(Source records)
****************

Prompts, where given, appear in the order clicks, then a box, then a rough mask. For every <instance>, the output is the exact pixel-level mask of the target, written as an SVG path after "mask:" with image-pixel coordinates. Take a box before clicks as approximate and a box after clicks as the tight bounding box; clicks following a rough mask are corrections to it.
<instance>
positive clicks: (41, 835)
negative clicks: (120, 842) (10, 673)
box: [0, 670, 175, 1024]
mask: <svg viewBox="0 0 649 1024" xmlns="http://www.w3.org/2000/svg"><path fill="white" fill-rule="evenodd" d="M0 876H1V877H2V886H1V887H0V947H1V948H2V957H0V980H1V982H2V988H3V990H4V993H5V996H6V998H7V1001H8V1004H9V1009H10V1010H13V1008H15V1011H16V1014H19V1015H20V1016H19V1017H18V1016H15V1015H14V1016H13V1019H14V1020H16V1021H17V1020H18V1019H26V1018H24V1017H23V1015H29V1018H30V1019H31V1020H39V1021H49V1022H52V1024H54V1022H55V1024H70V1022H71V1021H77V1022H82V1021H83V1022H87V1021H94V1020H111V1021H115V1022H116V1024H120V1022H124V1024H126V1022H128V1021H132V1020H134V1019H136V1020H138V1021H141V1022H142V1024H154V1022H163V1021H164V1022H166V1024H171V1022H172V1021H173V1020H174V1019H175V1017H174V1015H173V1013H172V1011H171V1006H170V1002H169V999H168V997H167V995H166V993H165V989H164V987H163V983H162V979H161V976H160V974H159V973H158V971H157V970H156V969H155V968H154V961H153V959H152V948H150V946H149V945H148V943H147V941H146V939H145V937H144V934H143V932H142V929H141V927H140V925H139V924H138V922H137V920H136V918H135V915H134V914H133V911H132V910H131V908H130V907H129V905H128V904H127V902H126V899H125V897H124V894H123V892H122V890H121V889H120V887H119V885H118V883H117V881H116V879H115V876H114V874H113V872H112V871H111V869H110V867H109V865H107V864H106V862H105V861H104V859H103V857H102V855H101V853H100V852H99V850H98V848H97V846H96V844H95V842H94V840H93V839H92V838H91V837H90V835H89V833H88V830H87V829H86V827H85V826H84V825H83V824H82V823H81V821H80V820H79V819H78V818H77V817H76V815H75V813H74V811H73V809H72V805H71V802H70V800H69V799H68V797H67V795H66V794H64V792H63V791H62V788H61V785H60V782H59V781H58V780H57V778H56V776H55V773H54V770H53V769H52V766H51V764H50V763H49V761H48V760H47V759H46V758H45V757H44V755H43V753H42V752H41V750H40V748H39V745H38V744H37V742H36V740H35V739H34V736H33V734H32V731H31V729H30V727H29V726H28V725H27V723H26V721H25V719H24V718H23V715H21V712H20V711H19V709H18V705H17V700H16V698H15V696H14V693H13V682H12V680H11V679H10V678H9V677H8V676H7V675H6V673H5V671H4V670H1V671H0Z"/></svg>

****************

### Exercise requirements
Copy the entries above exactly, but only from the line holding "positive clicks: (41, 835)" through the line holding "negative clicks: (120, 842) (10, 673)", both included.

### Exercise result
positive clicks: (41, 835)
negative clicks: (120, 842) (10, 673)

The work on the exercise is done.